Try it: Please return every line of the records below that holds the word "water".

··· Information given

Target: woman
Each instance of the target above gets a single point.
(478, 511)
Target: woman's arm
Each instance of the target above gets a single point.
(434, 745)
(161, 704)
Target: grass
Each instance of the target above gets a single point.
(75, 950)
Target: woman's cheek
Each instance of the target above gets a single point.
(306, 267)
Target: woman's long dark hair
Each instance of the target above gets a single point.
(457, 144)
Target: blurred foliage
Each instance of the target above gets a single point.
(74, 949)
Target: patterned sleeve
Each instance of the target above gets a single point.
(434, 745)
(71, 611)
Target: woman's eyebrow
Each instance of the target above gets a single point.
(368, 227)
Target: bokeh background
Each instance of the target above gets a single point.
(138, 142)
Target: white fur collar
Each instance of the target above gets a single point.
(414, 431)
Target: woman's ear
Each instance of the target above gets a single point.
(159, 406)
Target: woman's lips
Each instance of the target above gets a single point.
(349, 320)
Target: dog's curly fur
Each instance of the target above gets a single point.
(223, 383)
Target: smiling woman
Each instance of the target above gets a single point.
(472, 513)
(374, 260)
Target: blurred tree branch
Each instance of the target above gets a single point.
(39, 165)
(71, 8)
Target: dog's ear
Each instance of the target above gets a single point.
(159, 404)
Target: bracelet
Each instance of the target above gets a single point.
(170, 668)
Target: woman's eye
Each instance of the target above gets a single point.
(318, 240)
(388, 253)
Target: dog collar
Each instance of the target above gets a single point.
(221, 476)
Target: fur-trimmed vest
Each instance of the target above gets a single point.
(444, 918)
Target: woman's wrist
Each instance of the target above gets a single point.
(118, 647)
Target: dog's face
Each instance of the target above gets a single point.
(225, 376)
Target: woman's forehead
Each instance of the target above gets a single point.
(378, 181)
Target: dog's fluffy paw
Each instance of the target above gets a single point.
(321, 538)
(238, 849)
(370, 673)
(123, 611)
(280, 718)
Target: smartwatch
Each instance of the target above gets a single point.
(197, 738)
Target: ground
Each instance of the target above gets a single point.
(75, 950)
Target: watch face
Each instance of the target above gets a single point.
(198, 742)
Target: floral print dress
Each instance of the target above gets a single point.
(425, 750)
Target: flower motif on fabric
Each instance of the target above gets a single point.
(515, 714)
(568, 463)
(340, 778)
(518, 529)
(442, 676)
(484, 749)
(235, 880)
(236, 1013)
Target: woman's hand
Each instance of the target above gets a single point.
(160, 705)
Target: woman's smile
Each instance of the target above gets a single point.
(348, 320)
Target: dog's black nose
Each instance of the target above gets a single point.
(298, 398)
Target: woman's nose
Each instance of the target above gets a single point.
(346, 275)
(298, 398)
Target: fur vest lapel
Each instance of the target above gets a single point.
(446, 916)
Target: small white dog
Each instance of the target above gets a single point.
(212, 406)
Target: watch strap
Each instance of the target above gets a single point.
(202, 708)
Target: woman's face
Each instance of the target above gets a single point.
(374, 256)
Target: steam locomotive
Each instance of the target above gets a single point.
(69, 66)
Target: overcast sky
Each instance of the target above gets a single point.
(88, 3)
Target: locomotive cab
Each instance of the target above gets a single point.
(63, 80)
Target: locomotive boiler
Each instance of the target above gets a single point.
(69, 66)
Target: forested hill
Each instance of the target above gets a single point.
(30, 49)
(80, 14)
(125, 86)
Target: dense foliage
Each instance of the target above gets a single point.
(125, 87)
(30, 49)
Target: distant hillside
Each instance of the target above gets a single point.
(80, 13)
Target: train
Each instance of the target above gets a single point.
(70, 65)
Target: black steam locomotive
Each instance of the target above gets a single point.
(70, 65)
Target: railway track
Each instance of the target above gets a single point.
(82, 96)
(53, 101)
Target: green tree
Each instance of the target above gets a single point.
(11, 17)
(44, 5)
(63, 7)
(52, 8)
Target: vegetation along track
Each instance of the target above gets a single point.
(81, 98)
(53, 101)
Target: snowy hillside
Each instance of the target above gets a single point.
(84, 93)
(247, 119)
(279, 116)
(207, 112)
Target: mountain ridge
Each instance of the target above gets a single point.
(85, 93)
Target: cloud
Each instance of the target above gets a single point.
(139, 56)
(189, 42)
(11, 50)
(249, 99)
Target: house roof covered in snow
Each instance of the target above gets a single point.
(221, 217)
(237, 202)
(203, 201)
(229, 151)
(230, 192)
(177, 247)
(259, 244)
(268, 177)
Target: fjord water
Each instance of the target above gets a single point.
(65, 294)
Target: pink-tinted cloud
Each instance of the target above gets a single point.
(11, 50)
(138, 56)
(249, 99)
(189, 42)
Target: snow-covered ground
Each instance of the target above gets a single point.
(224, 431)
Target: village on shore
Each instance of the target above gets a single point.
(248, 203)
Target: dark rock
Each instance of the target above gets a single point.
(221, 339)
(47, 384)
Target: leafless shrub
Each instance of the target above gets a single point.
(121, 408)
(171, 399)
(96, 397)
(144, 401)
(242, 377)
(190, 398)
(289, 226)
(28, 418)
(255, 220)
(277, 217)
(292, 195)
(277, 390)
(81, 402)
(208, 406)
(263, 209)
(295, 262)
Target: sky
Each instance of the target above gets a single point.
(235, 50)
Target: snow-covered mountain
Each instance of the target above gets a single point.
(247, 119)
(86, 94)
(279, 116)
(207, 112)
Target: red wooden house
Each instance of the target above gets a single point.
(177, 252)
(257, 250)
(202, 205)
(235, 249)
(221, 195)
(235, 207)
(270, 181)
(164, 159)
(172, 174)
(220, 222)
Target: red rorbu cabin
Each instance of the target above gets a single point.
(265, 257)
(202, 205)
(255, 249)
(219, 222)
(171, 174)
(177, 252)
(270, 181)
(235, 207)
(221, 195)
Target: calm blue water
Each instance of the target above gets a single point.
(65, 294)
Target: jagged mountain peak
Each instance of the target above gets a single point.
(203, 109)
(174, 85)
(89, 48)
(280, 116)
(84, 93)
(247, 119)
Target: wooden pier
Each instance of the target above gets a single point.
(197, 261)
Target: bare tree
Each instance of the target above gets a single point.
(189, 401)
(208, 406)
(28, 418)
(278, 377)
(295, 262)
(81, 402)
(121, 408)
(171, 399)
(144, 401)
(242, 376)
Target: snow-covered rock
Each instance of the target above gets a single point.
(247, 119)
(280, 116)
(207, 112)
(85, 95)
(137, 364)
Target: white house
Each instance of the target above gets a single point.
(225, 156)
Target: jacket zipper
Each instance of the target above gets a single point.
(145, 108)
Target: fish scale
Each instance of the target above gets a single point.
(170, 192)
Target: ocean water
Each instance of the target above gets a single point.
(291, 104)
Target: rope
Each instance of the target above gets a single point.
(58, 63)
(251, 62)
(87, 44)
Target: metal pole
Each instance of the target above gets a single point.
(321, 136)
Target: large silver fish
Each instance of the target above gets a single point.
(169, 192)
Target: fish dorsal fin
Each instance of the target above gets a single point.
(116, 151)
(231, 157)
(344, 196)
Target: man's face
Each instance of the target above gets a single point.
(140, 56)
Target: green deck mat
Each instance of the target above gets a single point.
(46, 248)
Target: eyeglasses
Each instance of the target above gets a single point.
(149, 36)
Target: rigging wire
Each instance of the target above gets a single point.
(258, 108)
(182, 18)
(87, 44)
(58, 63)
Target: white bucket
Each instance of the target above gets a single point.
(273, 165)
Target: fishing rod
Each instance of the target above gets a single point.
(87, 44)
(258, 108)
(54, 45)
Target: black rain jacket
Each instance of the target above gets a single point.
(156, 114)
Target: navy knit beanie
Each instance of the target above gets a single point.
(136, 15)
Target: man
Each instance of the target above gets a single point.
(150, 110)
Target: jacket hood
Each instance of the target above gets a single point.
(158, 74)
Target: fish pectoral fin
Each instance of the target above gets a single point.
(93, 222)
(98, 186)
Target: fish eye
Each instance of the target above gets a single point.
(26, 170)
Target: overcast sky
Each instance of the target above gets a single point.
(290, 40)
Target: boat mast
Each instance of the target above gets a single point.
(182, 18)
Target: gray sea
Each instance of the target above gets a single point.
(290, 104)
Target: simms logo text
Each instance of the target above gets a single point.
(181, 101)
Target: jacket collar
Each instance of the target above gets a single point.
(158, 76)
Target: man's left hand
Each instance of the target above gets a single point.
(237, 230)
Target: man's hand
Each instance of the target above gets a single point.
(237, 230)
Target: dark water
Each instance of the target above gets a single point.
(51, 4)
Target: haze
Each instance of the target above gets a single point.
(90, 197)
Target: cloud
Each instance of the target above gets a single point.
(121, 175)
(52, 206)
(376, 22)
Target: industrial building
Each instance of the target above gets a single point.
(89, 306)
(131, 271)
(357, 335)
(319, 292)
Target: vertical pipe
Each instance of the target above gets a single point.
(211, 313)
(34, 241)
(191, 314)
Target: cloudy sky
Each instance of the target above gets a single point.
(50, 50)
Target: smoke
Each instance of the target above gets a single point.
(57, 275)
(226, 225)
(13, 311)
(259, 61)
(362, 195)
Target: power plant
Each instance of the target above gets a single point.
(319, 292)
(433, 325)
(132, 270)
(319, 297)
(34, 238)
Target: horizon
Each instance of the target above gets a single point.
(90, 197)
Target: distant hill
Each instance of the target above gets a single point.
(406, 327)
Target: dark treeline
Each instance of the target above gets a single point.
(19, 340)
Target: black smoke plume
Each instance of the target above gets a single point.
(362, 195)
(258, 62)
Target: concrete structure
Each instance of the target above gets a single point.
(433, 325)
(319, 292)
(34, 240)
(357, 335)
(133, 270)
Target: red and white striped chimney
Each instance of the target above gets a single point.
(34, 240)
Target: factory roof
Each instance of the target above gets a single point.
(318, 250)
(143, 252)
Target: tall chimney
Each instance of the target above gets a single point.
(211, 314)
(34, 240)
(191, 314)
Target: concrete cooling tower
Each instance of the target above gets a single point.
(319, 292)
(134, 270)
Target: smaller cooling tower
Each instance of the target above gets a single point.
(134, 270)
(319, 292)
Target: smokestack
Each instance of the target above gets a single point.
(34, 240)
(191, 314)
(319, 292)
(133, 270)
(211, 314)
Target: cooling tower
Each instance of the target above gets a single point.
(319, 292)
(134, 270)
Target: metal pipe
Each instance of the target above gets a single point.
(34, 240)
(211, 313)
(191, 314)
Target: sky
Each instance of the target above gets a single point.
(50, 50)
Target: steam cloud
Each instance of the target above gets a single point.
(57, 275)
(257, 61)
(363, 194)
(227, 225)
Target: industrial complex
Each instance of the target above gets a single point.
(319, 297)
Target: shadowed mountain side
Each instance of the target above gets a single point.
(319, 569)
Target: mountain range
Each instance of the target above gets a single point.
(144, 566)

······

Exercise answer:
Target: fjord water
Target: calm blue water
Target: ocean water
Target: dark water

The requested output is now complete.